The records below must be returned exactly, with every picture left out.
Material for the task START
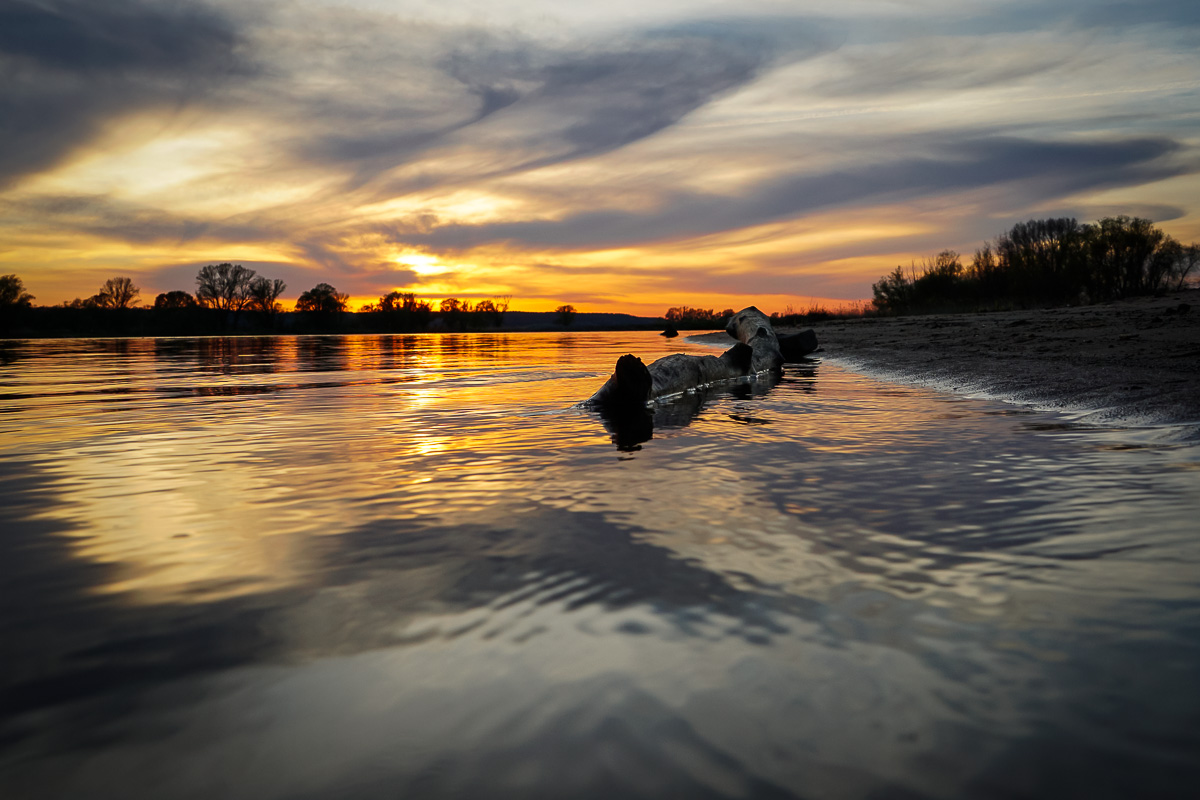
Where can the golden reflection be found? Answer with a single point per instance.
(185, 493)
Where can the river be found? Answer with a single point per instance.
(408, 566)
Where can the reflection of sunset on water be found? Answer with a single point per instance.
(291, 546)
(274, 433)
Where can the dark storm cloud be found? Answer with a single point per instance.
(1042, 169)
(69, 66)
(115, 35)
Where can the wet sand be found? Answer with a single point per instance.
(1129, 362)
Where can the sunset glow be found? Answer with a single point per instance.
(627, 158)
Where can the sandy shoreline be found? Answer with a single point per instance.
(1129, 362)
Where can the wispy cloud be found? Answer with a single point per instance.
(336, 137)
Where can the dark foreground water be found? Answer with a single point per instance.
(406, 567)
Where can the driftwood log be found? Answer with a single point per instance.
(633, 384)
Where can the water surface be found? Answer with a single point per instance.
(408, 566)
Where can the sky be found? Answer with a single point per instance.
(624, 156)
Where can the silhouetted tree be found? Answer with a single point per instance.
(695, 318)
(117, 293)
(12, 292)
(1045, 262)
(173, 300)
(264, 293)
(225, 286)
(322, 298)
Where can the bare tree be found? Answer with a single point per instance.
(177, 299)
(117, 293)
(225, 286)
(264, 293)
(322, 298)
(12, 292)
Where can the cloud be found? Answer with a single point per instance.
(107, 217)
(69, 66)
(520, 103)
(1042, 169)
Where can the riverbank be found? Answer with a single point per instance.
(1131, 362)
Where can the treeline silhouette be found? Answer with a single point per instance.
(1044, 263)
(233, 299)
(697, 319)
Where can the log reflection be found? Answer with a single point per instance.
(630, 427)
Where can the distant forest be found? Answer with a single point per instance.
(1044, 263)
(1037, 263)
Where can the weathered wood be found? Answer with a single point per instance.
(633, 384)
(797, 346)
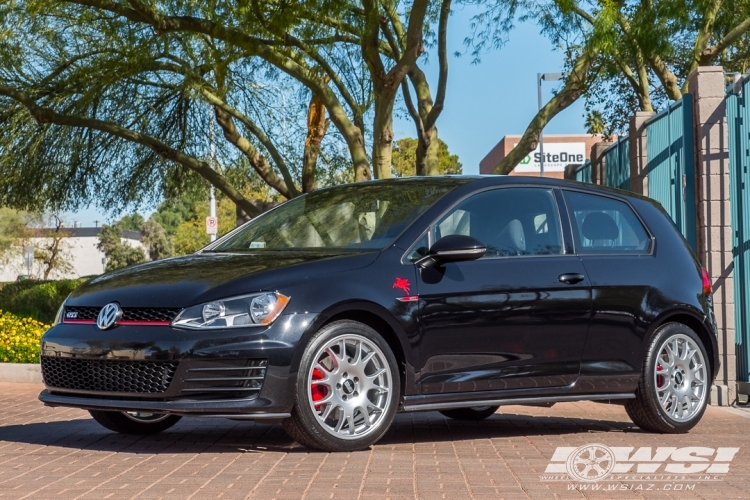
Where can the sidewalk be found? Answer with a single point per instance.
(62, 454)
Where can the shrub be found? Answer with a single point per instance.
(20, 338)
(37, 300)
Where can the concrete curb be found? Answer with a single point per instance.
(28, 373)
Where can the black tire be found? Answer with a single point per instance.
(645, 410)
(304, 426)
(472, 413)
(120, 422)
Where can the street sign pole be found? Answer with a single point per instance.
(212, 202)
(28, 256)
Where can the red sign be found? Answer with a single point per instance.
(212, 225)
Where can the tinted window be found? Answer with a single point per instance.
(418, 250)
(364, 216)
(605, 225)
(511, 221)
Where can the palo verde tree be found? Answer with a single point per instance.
(108, 99)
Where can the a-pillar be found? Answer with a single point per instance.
(714, 221)
(639, 152)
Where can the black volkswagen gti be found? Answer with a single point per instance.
(340, 308)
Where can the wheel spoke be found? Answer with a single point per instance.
(353, 402)
(365, 416)
(357, 353)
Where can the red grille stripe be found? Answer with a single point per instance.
(142, 323)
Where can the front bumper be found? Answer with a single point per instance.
(237, 373)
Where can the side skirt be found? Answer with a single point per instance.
(417, 403)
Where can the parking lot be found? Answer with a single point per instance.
(62, 453)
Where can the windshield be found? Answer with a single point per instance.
(353, 217)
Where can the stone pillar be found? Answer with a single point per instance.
(639, 152)
(599, 163)
(714, 217)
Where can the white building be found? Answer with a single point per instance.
(79, 250)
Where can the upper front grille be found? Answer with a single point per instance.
(145, 314)
(108, 375)
(81, 313)
(149, 314)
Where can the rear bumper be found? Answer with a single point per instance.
(242, 373)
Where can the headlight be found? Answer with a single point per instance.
(247, 310)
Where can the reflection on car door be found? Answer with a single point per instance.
(516, 318)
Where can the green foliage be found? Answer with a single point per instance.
(118, 254)
(154, 238)
(39, 300)
(94, 64)
(405, 157)
(595, 123)
(12, 225)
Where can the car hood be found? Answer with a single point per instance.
(192, 279)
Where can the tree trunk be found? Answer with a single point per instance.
(382, 144)
(576, 84)
(316, 130)
(428, 161)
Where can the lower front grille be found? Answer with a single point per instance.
(108, 375)
(224, 379)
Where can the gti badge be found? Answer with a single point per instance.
(109, 316)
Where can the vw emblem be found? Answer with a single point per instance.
(109, 316)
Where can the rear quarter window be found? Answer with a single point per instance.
(603, 225)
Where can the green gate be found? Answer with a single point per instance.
(671, 165)
(738, 125)
(583, 173)
(617, 159)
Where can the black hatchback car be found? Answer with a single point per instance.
(336, 310)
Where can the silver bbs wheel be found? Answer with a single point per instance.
(680, 377)
(349, 386)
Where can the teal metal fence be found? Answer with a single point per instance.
(617, 158)
(738, 125)
(583, 173)
(671, 165)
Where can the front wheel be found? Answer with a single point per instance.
(348, 389)
(472, 413)
(673, 391)
(134, 422)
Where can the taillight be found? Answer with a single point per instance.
(706, 282)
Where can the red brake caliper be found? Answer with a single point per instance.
(318, 391)
(659, 378)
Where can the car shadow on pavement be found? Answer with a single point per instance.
(196, 435)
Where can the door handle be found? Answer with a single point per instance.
(571, 278)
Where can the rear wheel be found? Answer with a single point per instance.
(673, 391)
(134, 422)
(348, 388)
(471, 413)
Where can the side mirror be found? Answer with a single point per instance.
(453, 248)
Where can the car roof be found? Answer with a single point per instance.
(501, 180)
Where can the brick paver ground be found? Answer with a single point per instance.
(62, 453)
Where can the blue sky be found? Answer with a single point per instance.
(484, 101)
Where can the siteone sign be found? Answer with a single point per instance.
(557, 155)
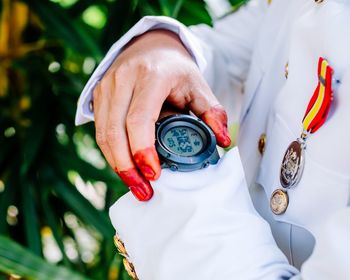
Material for the task END
Answer section:
Where can the golden reflection be found? Answer with a single point per instance.
(185, 493)
Where can the river be found? Answer with a single point per instance.
(408, 566)
Where can the reflection of sunset on water be found? Answer with a single point per instance.
(291, 546)
(274, 433)
Where can the dark storm cloud be found? Answer with a single point per instance.
(1042, 169)
(69, 66)
(115, 35)
Where can the wet sand be found? Answer with a single point per instance.
(1129, 362)
Where can the sunset glow be found? Answer with a single point per instance.
(627, 158)
Where can the sandy shoreline be found? Answer with a single point per instance.
(1129, 362)
Where can the wispy cloud be found? Answer with a single point per instance.
(336, 137)
Where can the dark foreground water be found? Answer with a single point per instance.
(406, 567)
Where can the driftwood log be found? Answer with a single point per instance.
(633, 384)
Where can the water surface be found? Answer with a single point per instance.
(408, 566)
Where can the sky be found? Answer with a single point per instance.
(624, 156)
Where can the silhouetted tree be found? Answer with a single point per instance.
(695, 318)
(117, 293)
(12, 292)
(1045, 262)
(173, 300)
(264, 293)
(225, 286)
(322, 298)
Where can the bare tree be found? Answer with a single point per instance.
(177, 299)
(117, 293)
(225, 286)
(264, 293)
(322, 298)
(12, 292)
Where can the cloud be found? Answer with a single point per instance.
(107, 217)
(69, 66)
(520, 103)
(1042, 169)
Where can the riverbank be found? Answer with a single point per instance.
(1131, 362)
Where can the treeline silhouette be found? Answer with a single point per instance.
(1044, 263)
(233, 299)
(697, 319)
Where can the log reflection be found? Answer with a single point per instance.
(630, 427)
Where can the distant forest be found? Answer with a single point per instance.
(1044, 263)
(1037, 263)
Where can the weathered wood be found? Answer with a single point per instance.
(633, 384)
(797, 346)
Where can the sidewalk be found? Answer with a single point per instance.
(62, 454)
Where can the shrub be found? Answer with a single point per instance.
(20, 338)
(37, 300)
Where can the concrete curb be found? Answer with a single point per instance.
(28, 373)
Where can the black tire be found? Answer with a single point per instance.
(645, 410)
(304, 426)
(472, 413)
(120, 422)
Where can the street sign pole be found? Answer with a single point per instance.
(212, 202)
(28, 256)
Where can the red sign be found? Answer with a single point per instance.
(212, 225)
Where can the tinted window be found? Answer with a single point per instance.
(418, 250)
(364, 216)
(605, 225)
(511, 221)
Where can the palo verde tree be found? Answer with a single point per instance.
(108, 99)
Where can the a-pillar be found? Answer with a single point per instance.
(714, 221)
(639, 152)
Where can the black volkswagen gti be found? Answer with a single point per instance.
(340, 308)
Where can the wheel spoke be found? Answer with a single point per instance.
(353, 402)
(365, 416)
(357, 353)
Where can the red grille stripe be found? Answer with a single point per instance.
(142, 323)
Where can the front bumper be found? Answer with a single point per instance.
(237, 373)
Where can the side skirt be found? Answer with a single point per instance.
(417, 403)
Where can the parking lot be found? Answer with a single point per instance.
(62, 453)
Where can the windshield be found? Answer with a single point per instance.
(353, 217)
Where can the stone pillar be found? Answer with a single point per instance.
(639, 152)
(599, 163)
(714, 217)
Where can the white building be found? Answer with a single point per instance.
(79, 250)
Where can the upper front grille be found? Answer with a single point per instance.
(145, 314)
(108, 375)
(81, 313)
(149, 314)
Where can the rear bumper be found? Answer with a single point per instance.
(242, 373)
Where can the headlight be found? Answer with a single point per instance.
(247, 310)
Where can the reflection on car door be found? Answer with a single point per instance.
(516, 318)
Where can the green foliage be found? Answer with a single point per instance.
(118, 254)
(154, 238)
(39, 300)
(94, 64)
(405, 157)
(595, 123)
(12, 225)
Where can the car hood be found? Answer with a single point per instance.
(192, 279)
Where can the tree trunk be found? Answer with a single point per instance.
(382, 144)
(576, 84)
(316, 130)
(428, 161)
Where can the lower front grille be found? Answer with a single point per instance.
(108, 375)
(224, 379)
Where can the gti badge be found? Answer with a single point per instance.
(109, 316)
Where can the vw emblem be found? Answer with a single point per instance.
(109, 316)
Where can the rear quarter window be found? Answer with a single point per instance.
(603, 225)
Where can the green gate be found? Answer with a single point per instance.
(671, 165)
(738, 125)
(583, 173)
(617, 159)
Where can the black hatchback car be found? Answer with a single point per instance.
(336, 310)
Where can the silver bbs wheel be found? Answer with a single point per instance.
(680, 377)
(349, 386)
Where can the teal metal fence be found? Answer with a single point per instance.
(617, 158)
(738, 125)
(583, 173)
(671, 165)
Where can the front wheel be found? Answer with a single point per instance.
(348, 389)
(472, 413)
(673, 391)
(134, 422)
Where can the taillight be found? Answer with a single point per instance.
(706, 282)
Where can the red brake caliper be found? Answer with a single point per instance.
(318, 391)
(659, 378)
Where can the car shadow on pavement be found? Answer with a single point per instance.
(196, 435)
Where can the door handle be found? Answer with a single point per instance.
(571, 278)
Where can the rear wheel be found? Answer with a single point per instance.
(673, 391)
(134, 422)
(348, 388)
(471, 413)
Where can the side mirror be found? Answer with a single point per instance.
(453, 248)
Where can the car roof be found? Answer with a single point per instance.
(501, 180)
Where can the brick paver ground be found? Answer with a single point per instance.
(62, 453)
Where can the blue sky be found? Answer with a single point per instance.
(484, 101)
Where can the siteone sign be found? Answer with a single point per instance.
(557, 155)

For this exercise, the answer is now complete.